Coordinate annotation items
^^^^

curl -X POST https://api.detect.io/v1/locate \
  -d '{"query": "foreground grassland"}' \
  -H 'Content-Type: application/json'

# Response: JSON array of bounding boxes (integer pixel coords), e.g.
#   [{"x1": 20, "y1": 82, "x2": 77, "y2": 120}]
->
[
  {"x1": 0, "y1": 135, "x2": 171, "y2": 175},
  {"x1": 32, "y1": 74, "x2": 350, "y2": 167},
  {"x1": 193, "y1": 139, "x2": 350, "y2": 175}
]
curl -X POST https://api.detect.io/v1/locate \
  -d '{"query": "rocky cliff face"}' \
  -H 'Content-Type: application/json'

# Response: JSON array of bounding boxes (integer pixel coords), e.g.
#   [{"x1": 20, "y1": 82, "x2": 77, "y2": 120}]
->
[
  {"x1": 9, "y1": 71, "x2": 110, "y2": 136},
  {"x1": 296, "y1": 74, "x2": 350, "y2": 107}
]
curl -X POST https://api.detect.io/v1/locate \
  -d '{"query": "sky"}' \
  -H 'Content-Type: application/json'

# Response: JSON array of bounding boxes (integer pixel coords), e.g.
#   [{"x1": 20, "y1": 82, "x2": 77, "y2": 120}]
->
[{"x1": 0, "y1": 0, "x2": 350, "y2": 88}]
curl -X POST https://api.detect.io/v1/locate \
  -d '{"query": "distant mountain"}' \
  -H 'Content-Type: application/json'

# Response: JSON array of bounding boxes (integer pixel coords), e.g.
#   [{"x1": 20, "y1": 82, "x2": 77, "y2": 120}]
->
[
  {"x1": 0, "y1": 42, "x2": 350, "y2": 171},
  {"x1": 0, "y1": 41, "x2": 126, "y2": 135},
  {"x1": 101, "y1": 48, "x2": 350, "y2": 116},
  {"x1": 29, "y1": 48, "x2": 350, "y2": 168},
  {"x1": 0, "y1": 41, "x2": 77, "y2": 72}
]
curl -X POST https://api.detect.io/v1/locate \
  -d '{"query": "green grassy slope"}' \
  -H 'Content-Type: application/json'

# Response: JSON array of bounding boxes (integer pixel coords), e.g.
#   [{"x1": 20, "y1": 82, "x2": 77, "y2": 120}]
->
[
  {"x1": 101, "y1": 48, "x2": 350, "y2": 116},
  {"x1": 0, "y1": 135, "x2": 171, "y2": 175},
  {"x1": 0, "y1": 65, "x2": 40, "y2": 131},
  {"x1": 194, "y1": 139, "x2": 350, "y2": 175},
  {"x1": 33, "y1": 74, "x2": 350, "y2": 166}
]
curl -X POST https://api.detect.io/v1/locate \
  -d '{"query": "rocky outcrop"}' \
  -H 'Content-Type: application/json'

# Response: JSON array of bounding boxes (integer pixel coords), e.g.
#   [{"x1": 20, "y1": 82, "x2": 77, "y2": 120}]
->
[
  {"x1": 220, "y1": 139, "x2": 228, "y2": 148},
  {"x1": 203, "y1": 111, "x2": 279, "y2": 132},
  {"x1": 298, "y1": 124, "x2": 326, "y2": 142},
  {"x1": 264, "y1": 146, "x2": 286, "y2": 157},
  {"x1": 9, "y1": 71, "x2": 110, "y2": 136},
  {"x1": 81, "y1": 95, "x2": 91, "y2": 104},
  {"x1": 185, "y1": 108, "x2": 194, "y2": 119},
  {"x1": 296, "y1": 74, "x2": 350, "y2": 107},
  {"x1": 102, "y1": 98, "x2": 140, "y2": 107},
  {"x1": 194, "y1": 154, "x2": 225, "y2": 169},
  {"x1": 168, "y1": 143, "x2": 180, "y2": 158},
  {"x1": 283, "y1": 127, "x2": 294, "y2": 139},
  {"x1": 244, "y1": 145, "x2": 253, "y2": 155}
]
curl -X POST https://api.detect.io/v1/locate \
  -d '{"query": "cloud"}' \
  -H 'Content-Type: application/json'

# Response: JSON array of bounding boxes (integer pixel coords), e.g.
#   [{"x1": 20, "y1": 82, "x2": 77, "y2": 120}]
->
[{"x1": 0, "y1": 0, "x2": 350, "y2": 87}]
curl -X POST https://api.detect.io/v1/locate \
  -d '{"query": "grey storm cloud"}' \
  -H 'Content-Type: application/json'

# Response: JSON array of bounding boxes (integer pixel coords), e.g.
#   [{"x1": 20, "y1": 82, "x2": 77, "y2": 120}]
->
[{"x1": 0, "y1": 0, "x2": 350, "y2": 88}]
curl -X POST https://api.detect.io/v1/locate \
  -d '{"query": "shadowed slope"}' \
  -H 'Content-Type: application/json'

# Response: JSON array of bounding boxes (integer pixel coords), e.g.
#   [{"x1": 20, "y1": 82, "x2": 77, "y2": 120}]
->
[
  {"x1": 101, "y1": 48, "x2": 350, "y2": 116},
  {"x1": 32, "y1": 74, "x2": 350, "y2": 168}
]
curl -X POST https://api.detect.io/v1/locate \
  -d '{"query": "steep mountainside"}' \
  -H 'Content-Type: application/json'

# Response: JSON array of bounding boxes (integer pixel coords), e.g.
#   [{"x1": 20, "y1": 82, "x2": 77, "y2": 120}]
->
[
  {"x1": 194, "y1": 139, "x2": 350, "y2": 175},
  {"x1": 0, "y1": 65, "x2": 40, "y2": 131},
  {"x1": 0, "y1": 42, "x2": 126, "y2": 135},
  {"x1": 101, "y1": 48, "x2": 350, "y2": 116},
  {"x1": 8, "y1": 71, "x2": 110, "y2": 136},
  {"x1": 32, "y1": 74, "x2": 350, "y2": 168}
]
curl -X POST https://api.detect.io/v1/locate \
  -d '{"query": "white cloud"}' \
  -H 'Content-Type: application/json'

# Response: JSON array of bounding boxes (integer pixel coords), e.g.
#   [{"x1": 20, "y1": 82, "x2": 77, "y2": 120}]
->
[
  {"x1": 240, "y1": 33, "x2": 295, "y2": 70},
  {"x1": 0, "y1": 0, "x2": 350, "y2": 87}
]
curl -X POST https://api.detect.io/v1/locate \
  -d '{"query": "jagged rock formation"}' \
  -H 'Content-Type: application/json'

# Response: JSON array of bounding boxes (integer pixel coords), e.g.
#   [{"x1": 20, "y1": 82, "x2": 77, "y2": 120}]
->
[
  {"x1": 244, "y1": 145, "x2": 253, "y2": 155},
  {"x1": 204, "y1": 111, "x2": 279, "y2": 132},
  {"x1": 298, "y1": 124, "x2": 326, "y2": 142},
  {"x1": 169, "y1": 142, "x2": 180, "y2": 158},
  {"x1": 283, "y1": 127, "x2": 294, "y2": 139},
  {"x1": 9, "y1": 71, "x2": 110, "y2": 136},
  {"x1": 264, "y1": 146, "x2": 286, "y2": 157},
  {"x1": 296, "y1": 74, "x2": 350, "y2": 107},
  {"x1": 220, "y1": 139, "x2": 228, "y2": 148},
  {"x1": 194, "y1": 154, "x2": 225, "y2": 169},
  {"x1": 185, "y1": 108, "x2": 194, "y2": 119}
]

^^^^

How many lines in the items above contain the string "cloud"? Case counts; give only the number.

3